→ **EXERCISE DIRECTIONS**: Lines before the one containing "The service MUST place one dot on the seated" are left out; copy that line and every later line through the end of the data exactly.

Stored data entries:
-- Opening Marker --
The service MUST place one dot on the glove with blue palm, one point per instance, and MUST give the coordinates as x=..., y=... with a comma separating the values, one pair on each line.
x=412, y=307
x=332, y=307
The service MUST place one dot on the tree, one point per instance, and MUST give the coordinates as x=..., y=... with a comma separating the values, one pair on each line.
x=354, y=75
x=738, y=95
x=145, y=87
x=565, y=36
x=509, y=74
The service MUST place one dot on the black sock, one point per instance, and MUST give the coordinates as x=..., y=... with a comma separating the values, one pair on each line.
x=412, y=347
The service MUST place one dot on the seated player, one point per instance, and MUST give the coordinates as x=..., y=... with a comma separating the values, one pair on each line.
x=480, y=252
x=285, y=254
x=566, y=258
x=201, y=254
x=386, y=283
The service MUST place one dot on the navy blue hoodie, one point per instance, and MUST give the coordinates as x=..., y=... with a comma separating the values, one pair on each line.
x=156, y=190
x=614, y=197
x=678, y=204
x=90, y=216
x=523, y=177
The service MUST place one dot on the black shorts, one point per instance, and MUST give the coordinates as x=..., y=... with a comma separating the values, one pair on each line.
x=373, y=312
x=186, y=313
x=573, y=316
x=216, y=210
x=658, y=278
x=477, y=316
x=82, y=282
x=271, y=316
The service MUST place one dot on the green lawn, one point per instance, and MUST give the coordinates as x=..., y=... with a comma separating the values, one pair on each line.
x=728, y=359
-- Closing Marker --
→ **RESPONSE BELOW**:
The service MUST place one dot on the seated player, one point per instance, and MUST give the coordinates as x=..., y=... with a comma separating the values, one pair on each line.
x=480, y=252
x=285, y=254
x=566, y=258
x=201, y=254
x=386, y=283
The service MUST place one dot on the navy blue hoodie, one point per instance, and MUST give the coordinates as x=..., y=... with a comma separating the values, one pair on each line.
x=156, y=190
x=614, y=197
x=678, y=204
x=90, y=216
x=523, y=177
The service MUST place one dot on the black shorts, one point per instance, and MUST give the coordinates as x=..., y=... with a comma separating the values, one pair on each line.
x=373, y=312
x=186, y=313
x=573, y=316
x=216, y=210
x=658, y=278
x=477, y=316
x=82, y=282
x=271, y=316
The service MUST place one dot on the green lawn, one point per instance, and MUST give the coordinates as x=..., y=... with a comma separating the values, one pair on each line.
x=728, y=359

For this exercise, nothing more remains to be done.